Records contained in a dataset »
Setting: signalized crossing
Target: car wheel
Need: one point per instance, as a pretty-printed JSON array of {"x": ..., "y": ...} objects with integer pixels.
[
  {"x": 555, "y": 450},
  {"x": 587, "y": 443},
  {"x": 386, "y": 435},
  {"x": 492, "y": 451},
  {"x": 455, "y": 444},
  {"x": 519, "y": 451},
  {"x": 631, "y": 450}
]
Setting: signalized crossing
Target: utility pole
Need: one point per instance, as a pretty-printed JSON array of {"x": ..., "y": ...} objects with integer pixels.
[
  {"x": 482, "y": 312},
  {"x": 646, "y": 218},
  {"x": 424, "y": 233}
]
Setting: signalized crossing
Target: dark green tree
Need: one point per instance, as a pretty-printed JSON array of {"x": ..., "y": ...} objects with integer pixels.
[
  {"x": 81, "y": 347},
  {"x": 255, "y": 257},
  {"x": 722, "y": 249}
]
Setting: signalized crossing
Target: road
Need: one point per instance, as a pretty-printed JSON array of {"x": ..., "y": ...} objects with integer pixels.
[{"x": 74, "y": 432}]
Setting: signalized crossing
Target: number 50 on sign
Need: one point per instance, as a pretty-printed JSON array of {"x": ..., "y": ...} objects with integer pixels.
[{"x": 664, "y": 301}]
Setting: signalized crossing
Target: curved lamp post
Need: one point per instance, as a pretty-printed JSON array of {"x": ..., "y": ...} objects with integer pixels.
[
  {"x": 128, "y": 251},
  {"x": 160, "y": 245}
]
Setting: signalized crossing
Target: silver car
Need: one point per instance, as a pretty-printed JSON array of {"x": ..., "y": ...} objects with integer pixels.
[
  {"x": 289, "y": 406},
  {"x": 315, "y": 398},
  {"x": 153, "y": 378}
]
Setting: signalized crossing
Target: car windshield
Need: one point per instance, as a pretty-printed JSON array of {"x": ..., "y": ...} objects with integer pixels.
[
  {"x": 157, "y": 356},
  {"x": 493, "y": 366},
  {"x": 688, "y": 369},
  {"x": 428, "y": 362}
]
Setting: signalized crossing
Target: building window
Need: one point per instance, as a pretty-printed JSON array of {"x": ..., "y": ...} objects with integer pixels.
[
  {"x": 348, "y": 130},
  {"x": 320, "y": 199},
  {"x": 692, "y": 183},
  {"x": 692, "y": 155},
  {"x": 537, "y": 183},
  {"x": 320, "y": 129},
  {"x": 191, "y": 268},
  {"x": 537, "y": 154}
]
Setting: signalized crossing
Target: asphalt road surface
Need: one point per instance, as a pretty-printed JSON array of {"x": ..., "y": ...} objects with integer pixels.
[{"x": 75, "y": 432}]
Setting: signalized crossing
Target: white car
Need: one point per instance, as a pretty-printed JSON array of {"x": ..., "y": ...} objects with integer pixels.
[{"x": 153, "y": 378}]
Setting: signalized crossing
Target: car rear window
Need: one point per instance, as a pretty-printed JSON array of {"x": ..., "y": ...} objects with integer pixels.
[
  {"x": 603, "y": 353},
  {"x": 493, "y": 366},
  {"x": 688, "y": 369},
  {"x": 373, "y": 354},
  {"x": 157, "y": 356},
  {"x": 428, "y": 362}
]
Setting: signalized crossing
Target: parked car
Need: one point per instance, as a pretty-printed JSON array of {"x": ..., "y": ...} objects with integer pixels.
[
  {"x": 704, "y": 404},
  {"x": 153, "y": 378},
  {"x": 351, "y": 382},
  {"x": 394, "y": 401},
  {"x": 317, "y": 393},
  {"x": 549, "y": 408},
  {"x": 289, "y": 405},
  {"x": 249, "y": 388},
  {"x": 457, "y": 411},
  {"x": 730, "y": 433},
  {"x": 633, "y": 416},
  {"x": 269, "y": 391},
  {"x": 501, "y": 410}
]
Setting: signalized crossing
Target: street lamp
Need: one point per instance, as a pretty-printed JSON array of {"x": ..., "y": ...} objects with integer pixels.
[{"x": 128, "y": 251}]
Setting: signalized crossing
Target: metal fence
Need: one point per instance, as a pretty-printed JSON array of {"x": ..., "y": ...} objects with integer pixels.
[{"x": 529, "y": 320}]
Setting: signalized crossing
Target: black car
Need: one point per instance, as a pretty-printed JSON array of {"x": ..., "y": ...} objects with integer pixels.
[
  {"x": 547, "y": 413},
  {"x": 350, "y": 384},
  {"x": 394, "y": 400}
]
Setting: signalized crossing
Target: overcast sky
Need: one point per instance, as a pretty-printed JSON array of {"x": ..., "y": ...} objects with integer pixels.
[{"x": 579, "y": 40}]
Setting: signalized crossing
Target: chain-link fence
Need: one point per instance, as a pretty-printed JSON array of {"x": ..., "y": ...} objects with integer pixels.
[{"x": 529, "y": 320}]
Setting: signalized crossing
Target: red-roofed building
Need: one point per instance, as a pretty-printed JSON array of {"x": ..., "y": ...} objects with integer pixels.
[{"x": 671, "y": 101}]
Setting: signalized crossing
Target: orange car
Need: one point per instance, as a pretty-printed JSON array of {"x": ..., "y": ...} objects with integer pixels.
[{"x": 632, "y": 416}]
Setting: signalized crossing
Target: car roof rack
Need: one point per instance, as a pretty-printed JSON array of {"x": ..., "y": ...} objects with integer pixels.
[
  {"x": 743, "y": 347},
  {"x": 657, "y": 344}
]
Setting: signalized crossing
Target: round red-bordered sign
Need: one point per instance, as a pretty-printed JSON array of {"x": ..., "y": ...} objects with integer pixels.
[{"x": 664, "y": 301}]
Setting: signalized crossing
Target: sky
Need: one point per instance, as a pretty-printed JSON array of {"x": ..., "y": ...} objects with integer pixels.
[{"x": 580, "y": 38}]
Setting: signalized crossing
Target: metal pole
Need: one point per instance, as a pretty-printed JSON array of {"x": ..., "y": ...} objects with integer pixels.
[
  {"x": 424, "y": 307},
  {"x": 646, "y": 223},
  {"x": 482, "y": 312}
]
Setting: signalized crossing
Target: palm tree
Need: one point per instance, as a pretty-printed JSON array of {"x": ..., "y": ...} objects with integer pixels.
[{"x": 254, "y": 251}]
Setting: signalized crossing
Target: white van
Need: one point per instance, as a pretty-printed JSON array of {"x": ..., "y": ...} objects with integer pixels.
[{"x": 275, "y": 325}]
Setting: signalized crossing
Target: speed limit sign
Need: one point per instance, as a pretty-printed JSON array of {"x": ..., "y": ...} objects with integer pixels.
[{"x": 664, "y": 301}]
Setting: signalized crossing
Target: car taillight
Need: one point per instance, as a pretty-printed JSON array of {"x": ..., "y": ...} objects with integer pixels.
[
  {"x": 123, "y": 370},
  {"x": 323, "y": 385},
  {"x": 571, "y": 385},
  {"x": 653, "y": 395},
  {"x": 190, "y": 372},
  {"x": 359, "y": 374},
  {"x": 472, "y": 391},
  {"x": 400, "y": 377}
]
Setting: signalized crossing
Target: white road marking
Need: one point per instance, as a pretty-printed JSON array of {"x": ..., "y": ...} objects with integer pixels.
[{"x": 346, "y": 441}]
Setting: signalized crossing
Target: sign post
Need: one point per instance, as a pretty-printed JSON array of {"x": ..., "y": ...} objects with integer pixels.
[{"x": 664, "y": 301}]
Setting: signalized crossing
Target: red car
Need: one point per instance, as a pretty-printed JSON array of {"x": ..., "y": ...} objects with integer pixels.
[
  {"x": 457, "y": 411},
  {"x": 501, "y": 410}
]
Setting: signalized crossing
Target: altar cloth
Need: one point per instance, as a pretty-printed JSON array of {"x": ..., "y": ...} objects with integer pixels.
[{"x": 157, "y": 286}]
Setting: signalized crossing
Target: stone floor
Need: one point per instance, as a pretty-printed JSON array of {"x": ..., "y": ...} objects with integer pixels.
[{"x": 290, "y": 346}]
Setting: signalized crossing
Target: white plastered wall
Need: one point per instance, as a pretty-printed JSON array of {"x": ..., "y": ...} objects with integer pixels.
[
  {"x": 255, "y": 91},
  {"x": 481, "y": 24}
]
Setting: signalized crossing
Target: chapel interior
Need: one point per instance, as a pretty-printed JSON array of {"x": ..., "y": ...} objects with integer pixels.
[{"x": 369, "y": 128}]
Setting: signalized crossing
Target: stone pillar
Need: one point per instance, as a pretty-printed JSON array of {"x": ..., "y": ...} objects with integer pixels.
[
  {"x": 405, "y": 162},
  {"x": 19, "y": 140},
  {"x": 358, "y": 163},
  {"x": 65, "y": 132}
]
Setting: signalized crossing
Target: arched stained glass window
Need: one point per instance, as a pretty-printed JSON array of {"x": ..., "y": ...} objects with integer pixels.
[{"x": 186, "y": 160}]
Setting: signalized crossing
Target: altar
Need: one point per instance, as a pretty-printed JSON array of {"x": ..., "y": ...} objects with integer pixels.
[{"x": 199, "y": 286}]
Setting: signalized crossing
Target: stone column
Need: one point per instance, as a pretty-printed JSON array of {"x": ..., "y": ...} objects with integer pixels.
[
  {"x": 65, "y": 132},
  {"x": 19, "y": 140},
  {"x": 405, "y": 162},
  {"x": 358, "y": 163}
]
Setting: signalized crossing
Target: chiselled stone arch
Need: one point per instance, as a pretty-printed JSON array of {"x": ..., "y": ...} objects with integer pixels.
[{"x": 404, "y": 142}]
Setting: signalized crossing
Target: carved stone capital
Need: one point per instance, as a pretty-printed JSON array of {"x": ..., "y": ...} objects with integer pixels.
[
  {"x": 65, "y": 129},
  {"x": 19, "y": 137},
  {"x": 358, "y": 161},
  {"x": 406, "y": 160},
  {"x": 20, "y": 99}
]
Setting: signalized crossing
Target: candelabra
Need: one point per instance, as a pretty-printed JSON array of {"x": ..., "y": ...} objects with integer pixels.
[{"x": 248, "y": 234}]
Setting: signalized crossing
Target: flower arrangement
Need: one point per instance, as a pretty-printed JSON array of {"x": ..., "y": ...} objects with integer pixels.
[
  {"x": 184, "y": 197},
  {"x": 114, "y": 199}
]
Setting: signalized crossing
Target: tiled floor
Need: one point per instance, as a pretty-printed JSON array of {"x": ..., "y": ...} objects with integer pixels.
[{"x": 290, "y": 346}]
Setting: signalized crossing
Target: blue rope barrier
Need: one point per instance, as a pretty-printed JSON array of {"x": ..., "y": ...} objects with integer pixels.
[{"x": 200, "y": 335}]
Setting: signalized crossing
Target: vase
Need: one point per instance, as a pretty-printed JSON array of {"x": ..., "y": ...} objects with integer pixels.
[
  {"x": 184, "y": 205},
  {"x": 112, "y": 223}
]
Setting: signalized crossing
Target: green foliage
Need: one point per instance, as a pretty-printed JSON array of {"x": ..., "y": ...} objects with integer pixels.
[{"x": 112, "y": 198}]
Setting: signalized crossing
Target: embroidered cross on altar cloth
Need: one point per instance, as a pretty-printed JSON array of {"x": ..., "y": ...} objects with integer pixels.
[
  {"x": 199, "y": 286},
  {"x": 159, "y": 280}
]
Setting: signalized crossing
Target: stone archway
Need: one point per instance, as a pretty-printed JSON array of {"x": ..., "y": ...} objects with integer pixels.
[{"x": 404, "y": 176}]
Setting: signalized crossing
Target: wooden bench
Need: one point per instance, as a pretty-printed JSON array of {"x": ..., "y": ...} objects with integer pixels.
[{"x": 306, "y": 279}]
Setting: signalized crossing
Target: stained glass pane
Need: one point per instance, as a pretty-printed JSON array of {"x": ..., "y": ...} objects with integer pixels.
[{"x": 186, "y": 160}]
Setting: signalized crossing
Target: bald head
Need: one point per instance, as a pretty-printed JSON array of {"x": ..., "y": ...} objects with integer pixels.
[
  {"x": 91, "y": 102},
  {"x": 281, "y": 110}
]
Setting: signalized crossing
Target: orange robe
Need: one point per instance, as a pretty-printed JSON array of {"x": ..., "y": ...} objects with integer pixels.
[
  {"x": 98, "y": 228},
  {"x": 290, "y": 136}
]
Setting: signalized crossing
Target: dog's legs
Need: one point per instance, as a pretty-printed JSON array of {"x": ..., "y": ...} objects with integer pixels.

TASK GOAL » Write down, word for word, the lines above from the one containing "Target: candelabra" through the one containing "Target: flower arrangement", both ends included.

WRITTEN RESPONSE »
Target: candelabra
Need: one point per instance, as a pretty-printed JSON array of {"x": ..., "y": ...} objects with integer pixels.
[{"x": 248, "y": 234}]
Setting: signalized crossing
Target: flower arrangement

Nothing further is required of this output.